● **REQUESTS**
**a.** Summarize the text on double materiality below in two sentences.
**b.** Answer the following questions using the text on double materiality below. Give each answer on its own line, marked to match the question.
(i) Which aspect of double materiality is concerned with the information that investors and other stakeholders need to decide on providing resources to a company?
(ii) Which body is described as being at the forefront of implementing double materiality through its regulatory frameworks?
(iii) Which companies does the Non-Financial Reporting Directive require to disclose information?
**c.** Reproduce, word for word, the stretch of the text on double materiality below from "1. Non-Financial Reporting" through "affect the company.".

— Start of TEXT PASSAGE —

Double Materiality

Governance
:   
Disclosure
August 30, 2023

Double materiality is a concept deeply embedded within the framework of sustainability reporting standards such as those developed by the International Financial Reporting Standards (IFRS) Foundation, including IFRS S1 and the Sustainability Accounting Standards Board (SASB) standards. It refers to the process of considering how sustainability issues affect a company's financial performance (financial materiality) and how a company's operations impact the environment and society (impact materiality).

  1. Financial Materiality: This aspect of double materiality focuses on the sustainability-related risks and opportunities that could reasonably be expected to affect a company's financial condition, operational performance, or cash flows. Financial materiality is concerned with the information that investors and other stakeholders need to assess and make decisions about providing resources to the company.
  2. Impact Materiality: This aspect considers the company's impacts on the environment, society, and economy. It is about understanding and reporting on how a company's operations, products, or services create, contribute to, or address sustainability issues. This includes considering the company's dependencies and impacts on natural resources, social equity, and economic development within its value chain.

The IFRS S1 and SASB standards, among others, have integrated the concept of double materiality into their reporting frameworks to ensure that entities provide a holistic view of their sustainability performance. This includes both the financial implications of sustainability issues for the entity and the entity's impacts on society and the environment ​​. The goal is to provide a comprehensive set of disclosures that help stakeholders understand how sustainability-related risks and opportunities are managed and how the entity contributes to or mitigates sustainability challenges. This dual focus enables more informed decision-making by investors, lenders, and other stakeholders, promoting a more sustainable global economy.

Double materiality reporting is increasingly being required in jurisdictions that are focusing on enhancing the transparency and accountability of businesses regarding their sustainability practices and impacts. The European Union (EU) is at the forefront of implementing double materiality through its regulatory frameworks, particularly in the following initiatives:

  1. Non-Financial Reporting Directive (NFRD): The EU's NFRD requires large companies and groups to disclose information on the way they operate and manage social and environmental challenges. This directive is a step towards integrating double materiality, requiring companies to report on their impact on the environment and society, as well as how sustainability issues affect the company.

— End of TEXT PASSAGE —
— Start of DATA LISTING —

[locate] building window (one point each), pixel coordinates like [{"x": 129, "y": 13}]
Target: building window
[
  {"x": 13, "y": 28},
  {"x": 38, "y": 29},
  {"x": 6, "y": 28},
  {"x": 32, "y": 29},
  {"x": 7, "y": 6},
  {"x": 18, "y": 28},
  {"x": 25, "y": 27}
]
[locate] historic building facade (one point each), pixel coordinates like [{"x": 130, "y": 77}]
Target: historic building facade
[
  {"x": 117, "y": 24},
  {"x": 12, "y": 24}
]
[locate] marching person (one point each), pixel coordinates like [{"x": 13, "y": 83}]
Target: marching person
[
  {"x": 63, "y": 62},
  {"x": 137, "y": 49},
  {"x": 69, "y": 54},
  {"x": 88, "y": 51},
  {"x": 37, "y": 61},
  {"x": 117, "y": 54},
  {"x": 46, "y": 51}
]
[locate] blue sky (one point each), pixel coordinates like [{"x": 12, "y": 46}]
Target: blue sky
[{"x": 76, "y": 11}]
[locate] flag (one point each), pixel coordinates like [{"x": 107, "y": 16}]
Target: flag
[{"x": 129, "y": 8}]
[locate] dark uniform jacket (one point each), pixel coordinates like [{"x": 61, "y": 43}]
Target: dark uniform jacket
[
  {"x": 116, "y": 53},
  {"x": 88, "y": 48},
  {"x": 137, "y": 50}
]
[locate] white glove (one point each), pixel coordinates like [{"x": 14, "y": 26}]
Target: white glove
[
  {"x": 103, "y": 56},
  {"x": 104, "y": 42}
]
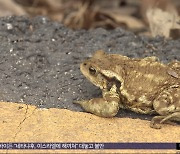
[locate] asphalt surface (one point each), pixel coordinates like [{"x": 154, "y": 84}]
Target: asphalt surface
[{"x": 39, "y": 60}]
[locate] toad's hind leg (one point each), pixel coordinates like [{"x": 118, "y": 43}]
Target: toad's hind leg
[
  {"x": 167, "y": 105},
  {"x": 108, "y": 106}
]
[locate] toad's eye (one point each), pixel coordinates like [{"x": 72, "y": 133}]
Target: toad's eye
[{"x": 92, "y": 71}]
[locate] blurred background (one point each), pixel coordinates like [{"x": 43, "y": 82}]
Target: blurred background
[{"x": 143, "y": 17}]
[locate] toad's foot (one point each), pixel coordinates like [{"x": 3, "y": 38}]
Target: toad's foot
[
  {"x": 157, "y": 120},
  {"x": 101, "y": 106}
]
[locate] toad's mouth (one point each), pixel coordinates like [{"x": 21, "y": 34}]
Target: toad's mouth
[{"x": 99, "y": 79}]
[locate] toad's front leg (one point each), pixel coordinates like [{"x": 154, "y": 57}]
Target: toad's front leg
[
  {"x": 167, "y": 104},
  {"x": 108, "y": 106}
]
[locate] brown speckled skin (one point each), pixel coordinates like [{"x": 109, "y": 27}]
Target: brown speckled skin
[{"x": 141, "y": 85}]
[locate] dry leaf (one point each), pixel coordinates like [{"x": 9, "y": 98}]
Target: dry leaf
[{"x": 162, "y": 22}]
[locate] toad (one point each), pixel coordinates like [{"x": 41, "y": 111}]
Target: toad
[{"x": 144, "y": 86}]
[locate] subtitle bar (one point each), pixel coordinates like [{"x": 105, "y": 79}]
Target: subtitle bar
[{"x": 87, "y": 146}]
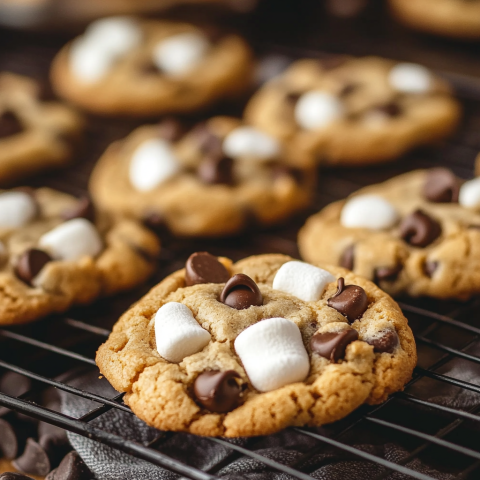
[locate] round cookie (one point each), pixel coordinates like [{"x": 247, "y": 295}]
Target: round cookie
[
  {"x": 211, "y": 181},
  {"x": 55, "y": 252},
  {"x": 416, "y": 234},
  {"x": 451, "y": 18},
  {"x": 354, "y": 111},
  {"x": 276, "y": 345},
  {"x": 34, "y": 134},
  {"x": 125, "y": 66}
]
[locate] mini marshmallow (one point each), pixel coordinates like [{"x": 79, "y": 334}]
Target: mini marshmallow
[
  {"x": 16, "y": 209},
  {"x": 177, "y": 333},
  {"x": 469, "y": 195},
  {"x": 410, "y": 78},
  {"x": 72, "y": 240},
  {"x": 250, "y": 142},
  {"x": 178, "y": 54},
  {"x": 368, "y": 211},
  {"x": 273, "y": 354},
  {"x": 317, "y": 109},
  {"x": 152, "y": 163},
  {"x": 302, "y": 280}
]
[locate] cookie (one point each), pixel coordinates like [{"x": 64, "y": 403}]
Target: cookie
[
  {"x": 124, "y": 66},
  {"x": 250, "y": 348},
  {"x": 416, "y": 234},
  {"x": 55, "y": 252},
  {"x": 354, "y": 111},
  {"x": 34, "y": 134},
  {"x": 451, "y": 18},
  {"x": 211, "y": 181}
]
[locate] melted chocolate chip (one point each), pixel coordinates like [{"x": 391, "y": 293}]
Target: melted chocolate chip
[
  {"x": 217, "y": 391},
  {"x": 332, "y": 345},
  {"x": 441, "y": 186},
  {"x": 241, "y": 292},
  {"x": 419, "y": 230},
  {"x": 350, "y": 300},
  {"x": 30, "y": 264},
  {"x": 201, "y": 267}
]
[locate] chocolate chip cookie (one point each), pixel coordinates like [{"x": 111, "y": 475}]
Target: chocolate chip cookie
[
  {"x": 416, "y": 234},
  {"x": 55, "y": 251},
  {"x": 211, "y": 181},
  {"x": 124, "y": 66},
  {"x": 34, "y": 134},
  {"x": 356, "y": 111},
  {"x": 253, "y": 347}
]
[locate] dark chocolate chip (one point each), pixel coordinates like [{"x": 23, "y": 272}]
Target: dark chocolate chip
[
  {"x": 10, "y": 124},
  {"x": 350, "y": 300},
  {"x": 386, "y": 341},
  {"x": 419, "y": 229},
  {"x": 30, "y": 264},
  {"x": 217, "y": 391},
  {"x": 241, "y": 292},
  {"x": 34, "y": 460},
  {"x": 201, "y": 267},
  {"x": 441, "y": 186},
  {"x": 332, "y": 345}
]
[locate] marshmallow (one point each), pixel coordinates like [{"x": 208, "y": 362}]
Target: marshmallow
[
  {"x": 317, "y": 109},
  {"x": 410, "y": 78},
  {"x": 180, "y": 53},
  {"x": 302, "y": 280},
  {"x": 469, "y": 195},
  {"x": 16, "y": 209},
  {"x": 72, "y": 240},
  {"x": 177, "y": 333},
  {"x": 250, "y": 142},
  {"x": 368, "y": 211},
  {"x": 273, "y": 354},
  {"x": 152, "y": 163}
]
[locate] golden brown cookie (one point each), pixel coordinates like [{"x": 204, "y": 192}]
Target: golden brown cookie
[
  {"x": 354, "y": 111},
  {"x": 278, "y": 344},
  {"x": 55, "y": 252}
]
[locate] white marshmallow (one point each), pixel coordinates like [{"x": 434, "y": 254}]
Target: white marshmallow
[
  {"x": 369, "y": 211},
  {"x": 250, "y": 142},
  {"x": 273, "y": 354},
  {"x": 72, "y": 240},
  {"x": 177, "y": 333},
  {"x": 410, "y": 78},
  {"x": 178, "y": 54},
  {"x": 302, "y": 280},
  {"x": 469, "y": 195},
  {"x": 317, "y": 109},
  {"x": 16, "y": 209}
]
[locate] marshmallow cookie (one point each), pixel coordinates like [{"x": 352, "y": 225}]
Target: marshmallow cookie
[
  {"x": 354, "y": 111},
  {"x": 211, "y": 181},
  {"x": 121, "y": 65},
  {"x": 451, "y": 18},
  {"x": 254, "y": 347},
  {"x": 416, "y": 234},
  {"x": 55, "y": 252},
  {"x": 34, "y": 134}
]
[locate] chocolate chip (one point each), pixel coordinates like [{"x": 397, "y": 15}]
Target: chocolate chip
[
  {"x": 34, "y": 460},
  {"x": 217, "y": 391},
  {"x": 350, "y": 300},
  {"x": 385, "y": 342},
  {"x": 201, "y": 267},
  {"x": 441, "y": 186},
  {"x": 10, "y": 124},
  {"x": 419, "y": 230},
  {"x": 332, "y": 345},
  {"x": 241, "y": 292},
  {"x": 30, "y": 264}
]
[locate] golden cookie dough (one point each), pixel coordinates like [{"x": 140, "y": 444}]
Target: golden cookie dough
[{"x": 160, "y": 392}]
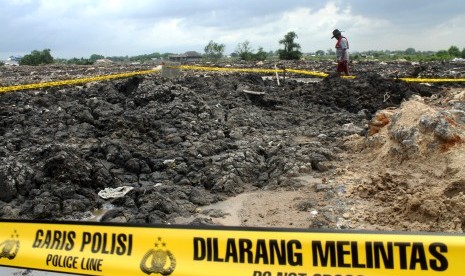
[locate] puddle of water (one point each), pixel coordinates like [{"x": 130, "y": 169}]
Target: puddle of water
[
  {"x": 97, "y": 214},
  {"x": 304, "y": 80}
]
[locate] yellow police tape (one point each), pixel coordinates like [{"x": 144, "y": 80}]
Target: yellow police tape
[
  {"x": 115, "y": 249},
  {"x": 200, "y": 68},
  {"x": 73, "y": 81}
]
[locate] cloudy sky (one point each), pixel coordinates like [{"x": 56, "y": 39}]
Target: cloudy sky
[{"x": 79, "y": 28}]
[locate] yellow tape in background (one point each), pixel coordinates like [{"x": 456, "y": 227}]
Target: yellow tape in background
[
  {"x": 200, "y": 68},
  {"x": 105, "y": 249},
  {"x": 73, "y": 81}
]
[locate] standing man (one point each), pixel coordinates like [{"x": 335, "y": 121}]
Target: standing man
[{"x": 342, "y": 52}]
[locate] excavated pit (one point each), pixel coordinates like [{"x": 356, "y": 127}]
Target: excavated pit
[{"x": 186, "y": 143}]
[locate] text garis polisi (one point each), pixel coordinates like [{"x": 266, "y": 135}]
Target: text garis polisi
[{"x": 89, "y": 242}]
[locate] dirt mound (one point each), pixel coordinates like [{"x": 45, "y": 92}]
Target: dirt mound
[
  {"x": 369, "y": 92},
  {"x": 190, "y": 142},
  {"x": 414, "y": 177}
]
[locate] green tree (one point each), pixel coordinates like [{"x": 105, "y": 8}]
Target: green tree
[
  {"x": 244, "y": 50},
  {"x": 214, "y": 51},
  {"x": 454, "y": 51},
  {"x": 291, "y": 49},
  {"x": 410, "y": 51},
  {"x": 37, "y": 58},
  {"x": 95, "y": 57},
  {"x": 261, "y": 55}
]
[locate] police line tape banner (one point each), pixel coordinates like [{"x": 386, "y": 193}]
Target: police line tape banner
[{"x": 120, "y": 249}]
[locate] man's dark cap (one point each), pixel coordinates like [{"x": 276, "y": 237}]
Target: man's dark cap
[{"x": 335, "y": 33}]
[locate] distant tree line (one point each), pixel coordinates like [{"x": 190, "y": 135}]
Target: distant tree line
[{"x": 244, "y": 51}]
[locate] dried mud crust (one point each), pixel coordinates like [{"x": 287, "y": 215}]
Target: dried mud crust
[{"x": 198, "y": 140}]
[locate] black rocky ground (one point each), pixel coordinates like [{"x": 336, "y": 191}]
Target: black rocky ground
[{"x": 180, "y": 143}]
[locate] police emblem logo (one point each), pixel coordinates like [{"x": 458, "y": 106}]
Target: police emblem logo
[
  {"x": 9, "y": 248},
  {"x": 158, "y": 260}
]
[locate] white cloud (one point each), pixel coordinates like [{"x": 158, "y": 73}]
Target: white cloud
[{"x": 76, "y": 28}]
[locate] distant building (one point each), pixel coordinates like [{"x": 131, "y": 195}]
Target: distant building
[
  {"x": 191, "y": 56},
  {"x": 15, "y": 58}
]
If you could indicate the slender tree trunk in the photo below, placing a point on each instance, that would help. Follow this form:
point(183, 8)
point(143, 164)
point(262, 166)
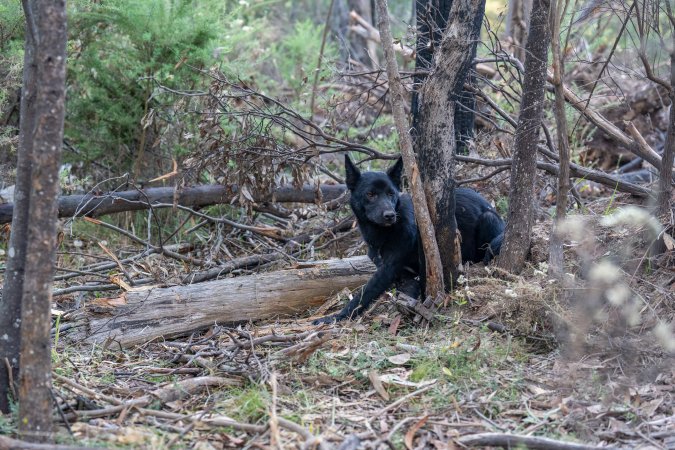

— End of DATA LISTING —

● **REPLIES**
**a.** Double materiality, a concept embedded in sustainability reporting standards such as IFRS S1 and the SASB standards, concerns how sustainability issues affect a company's financial performance and how the company's operations affect the environment and society. These standards use it to provide a holistic view of sustainability performance, and the European Union is at the forefront of implementing it through initiatives such as the Non-Financial Reporting Directive.

**b.**
(i) Financial materiality.
(ii) The European Union (EU).
(iii) Large companies and groups.

**c.**
1. Non-Financial Reporting Directive (NFRD): The EU's NFRD requires large companies and groups to disclose information on the way they operate and manage social and environmental challenges. This directive is a step towards integrating double materiality, requiring companies to report on their impact on the environment and society, as well as how sustainability issues affect the company.